• STUDY TEXT:
□ □ □ □ □
Monday, August 18, 2014

NY/HELP August 2014 Trip to Honduras.

For the twenty-fifth year in a row, people from New York have participated in a NY/HELP mission trip to Honduras.  Six went on August 7, 2014, and for a little over a week, we participated in community activities in rural Indian villages in the mountains near Yoro.  We stayed at the medical clinic constructed by local people and New Yorkers in 1991, where Dr Gordon Comstock and pediatric nurse practitioner Ruth Shatzel saw well over 100 patients with diverse illnesses.  (Ruth had been a Peace Corps Volunteer nurse in Honduras some years ago, so she could see both the similarities and changes from before.)  We greatly benefited from the assistance of Mirtila Garcia, our long-term local nurse at the clinic.
□ □ □ □ □
• TASKS AND EXERCISES:
a. Put this sentence from the trip report into Spanish: "We greatly benefited from the assistance of Mirtila Garcia, our long-term local nurse at the clinic."
b. According to the trip report, in what year was the medical clinic built?
You won't need the listing for anything here.
□ □ □ □ □
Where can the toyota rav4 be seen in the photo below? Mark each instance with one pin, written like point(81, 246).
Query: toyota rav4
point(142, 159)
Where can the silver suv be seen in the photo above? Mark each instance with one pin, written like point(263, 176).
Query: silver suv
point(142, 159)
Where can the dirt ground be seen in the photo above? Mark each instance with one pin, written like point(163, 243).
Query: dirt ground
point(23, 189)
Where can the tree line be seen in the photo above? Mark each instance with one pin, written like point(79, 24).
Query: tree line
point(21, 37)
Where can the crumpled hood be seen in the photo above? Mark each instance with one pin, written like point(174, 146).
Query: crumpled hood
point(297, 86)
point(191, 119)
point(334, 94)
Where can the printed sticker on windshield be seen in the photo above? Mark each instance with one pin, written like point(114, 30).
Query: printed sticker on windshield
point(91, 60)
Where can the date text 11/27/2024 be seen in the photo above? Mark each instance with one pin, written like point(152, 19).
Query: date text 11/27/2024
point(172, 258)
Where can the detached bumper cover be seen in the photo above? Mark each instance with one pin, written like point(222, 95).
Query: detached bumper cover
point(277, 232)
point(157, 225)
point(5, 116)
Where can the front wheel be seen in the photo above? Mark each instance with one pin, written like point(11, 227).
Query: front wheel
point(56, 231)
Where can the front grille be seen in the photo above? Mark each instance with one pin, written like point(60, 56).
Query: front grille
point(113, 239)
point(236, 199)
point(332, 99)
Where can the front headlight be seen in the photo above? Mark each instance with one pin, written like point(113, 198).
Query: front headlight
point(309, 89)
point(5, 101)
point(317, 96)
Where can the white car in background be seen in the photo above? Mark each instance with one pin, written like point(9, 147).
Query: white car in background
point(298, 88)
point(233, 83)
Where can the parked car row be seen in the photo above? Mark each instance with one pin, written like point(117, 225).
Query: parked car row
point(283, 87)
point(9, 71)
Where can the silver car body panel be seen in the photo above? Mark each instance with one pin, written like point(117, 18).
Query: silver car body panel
□ □ □ □ □
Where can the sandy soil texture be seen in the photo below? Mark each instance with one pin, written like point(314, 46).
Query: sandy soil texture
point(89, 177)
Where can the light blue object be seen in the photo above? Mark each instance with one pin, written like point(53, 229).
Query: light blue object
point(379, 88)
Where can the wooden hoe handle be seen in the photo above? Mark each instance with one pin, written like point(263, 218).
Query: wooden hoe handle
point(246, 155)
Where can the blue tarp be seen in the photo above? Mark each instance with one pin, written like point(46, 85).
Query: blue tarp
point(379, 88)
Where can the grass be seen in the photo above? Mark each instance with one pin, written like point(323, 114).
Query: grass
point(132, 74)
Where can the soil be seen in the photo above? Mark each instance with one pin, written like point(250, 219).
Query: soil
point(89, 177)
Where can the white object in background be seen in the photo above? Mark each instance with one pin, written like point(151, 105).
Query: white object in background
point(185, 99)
□ □ □ □ □
• ANSWERS PER TASK:
a. Nos beneficiamos mucho de la ayuda de Mirtila Garcia, nuestra enfermera local de muchos años en la clínica.

b. 1991